[EXCERPTED TEXT]
Attention deficit/hyperactivity disorder (ADHD) is the most commonly diagnosed behavioral disorder in children.1 And as ADHD already affects a child’s ability to plan, pay attention and regulate emotions, a global crisis can exacerbate the everyday challenges these individuals face.
“Youth with ADHD are even more susceptible than average to these mental health conditions, and then the symptoms of ADHD make pandemic life more challenging, thereby increasing the stress and the risk for mental health problems—a vicious cycle,” says Michael Reardon, MD, a pediatric neurologist at Child Neurology Consultants of Austin.
ADHD and Mental Health
Statistics vary when it comes to ADHD in children in the United States. But according to the 2016 National Survey of Children’s Health, about 9.4% of U.S. children aged 2 to 17 have ever been diagnosed with ADHD.2
Children with ADHD tend to be easily distracted and can have trouble remembering details and finishing tasks. They can also become overwhelmed and frustrated easily, which can lead to behavioral issues. For many children, these problems can lead to rejection and low self-esteem.
— Michael Reardon, MD
As rates of anxiety and depression have soared during the pandemic,3 children with ADHD have been placed at even greater risk of mental health issues due to an upheaval of the structure and activities that helped manage their condition.
According to the Centers for Disease Control and Prevention, about 77% of children who are diagnosed with ADHD are receiving medication or behavioral treatment.4 Of course, treatment can be extremely helpful. However, Reardon notes that while adults with ADHD may have a handle on medications and coping mechanisms, this typically isn’t the case yet for children and their families.
“Children and their parents may just be in the beginning stages of figuring out what ADHD is and what they can do about it,” Reardon says. “And then this pandemic comes along and throws life into a rollercoaster of constant changes, making it challenging to get an effective treatment plan in place.”
Navigating At-Home Learning
Reardon points out that to succeed in school or work, we rely on our abilities to plan, set goals, stay on task, tune out distractions, pace ourselves and monitor our own progress. These functions provided by the frontal lobe are even more important in unpredictable or unstructured, self-directed scenarios like working or attending school from home.
Because these functions are less well-developed in children and adolescents with ADHD, it’s even more crucial for these individuals to have structure and predictability. The uncertainty, abrupt changes, and shift to at-home learning borne of the pandemic have become a perfect storm for school-age children with ADHD.
[/EXCERPTED TEXT]
• EXPLORE THE MATERIAL:
(a) According to the ADHD article, what share of U.S. children aged 2 to 17 had ever been diagnosed with ADHD in the 2016 National Survey of Children's Health?
(b) In the ADHD article, swap in "coping strategies" for "coping mechanisms" and write out the passage that begins at the words "According to the Centers" and stops after "and their families.".
(c) Proceed with the ADHD article, picking up right after its last sentence.
The data have no connection to the ADHD article.
[DATA SHOWN]
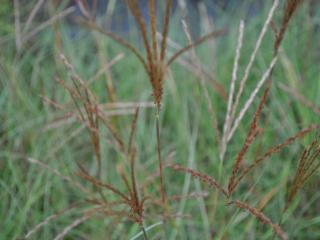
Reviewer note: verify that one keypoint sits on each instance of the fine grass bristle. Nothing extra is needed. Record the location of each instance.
(309, 163)
(222, 145)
[/DATA SHOWN]
• ANSWERS FOR THE EXERCISE:
(a) About 9.4%.

(b)
According to the Centers for Disease Control and Prevention, about 77% of children who are diagnosed with ADHD are receiving medication or behavioral treatment.4 Of course, treatment can be extremely helpful. However, Reardon notes that while adults with ADHD may have a handle on medications and coping strategies, this typically isn’t the case yet for children and their families.

(c)
“One way to think of it is, they need parents, teachers, and the learning environment itself to ‘be’ their frontal lobes, to provide that ongoing monitoring and feedback to make sure things are staying on track,” Reardon says. “This has all become much more challenging while everyone involved is stressed by the pandemic, and school systems are scrambling to make adjustments to the waves of Covid outbreaks that keep coming.”
George DuPaul, PhD
Youth with ADHD were, and are, particularly vulnerable to interruptions to in-school learning as a function of the pandemic… and they are less responsive to factors, like parent monitoring, that are helpful for youth without ADHD.
— George DuPaul, PhD
A recent study focused on the experience of children with ADHD as they navigate the pandemic reiterates this. Researchers found that while children with ADHD did not have higher Covid-19 infection rates, they were more likely to experience education and mental health difficulties compared to their peers during this time.5
“Youth with ADHD were, and are, particularly vulnerable to interruptions to in-school learning as a function of the pandemic, particularly with respect to engagement with learning, increased anxiety, and greater conflict with family members; and they are less responsive to factors, like parent monitoring, that are helpful for youth without ADHD,” says study author George DuPaul, PhD, associate dean for research at Lehigh University’s school psychology program.
The study’s findings suggest that children with ADHD and their families may need additional assistance and support from schools.
“Our findings have implications for the kind and intensity of support services that youth with ADHD will need during the transition to in-school learning and beyond, as well as the preparation future generations will need to successfully navigate possible interruptions to in-school learning that may result from crises or pandemics,” DuPaul says.
For parents, Reardon recommends working with your child’s school to ensure a plan is in place for your child’s success. But at the same time, it’s important to keep in mind that school systems are under immense stress during the pandemic, as well.
“I recommend assertively stating your child’s issues and needs but making every effort to be an ally and work together with the school, rather than being in conflict with them,” Reardon says.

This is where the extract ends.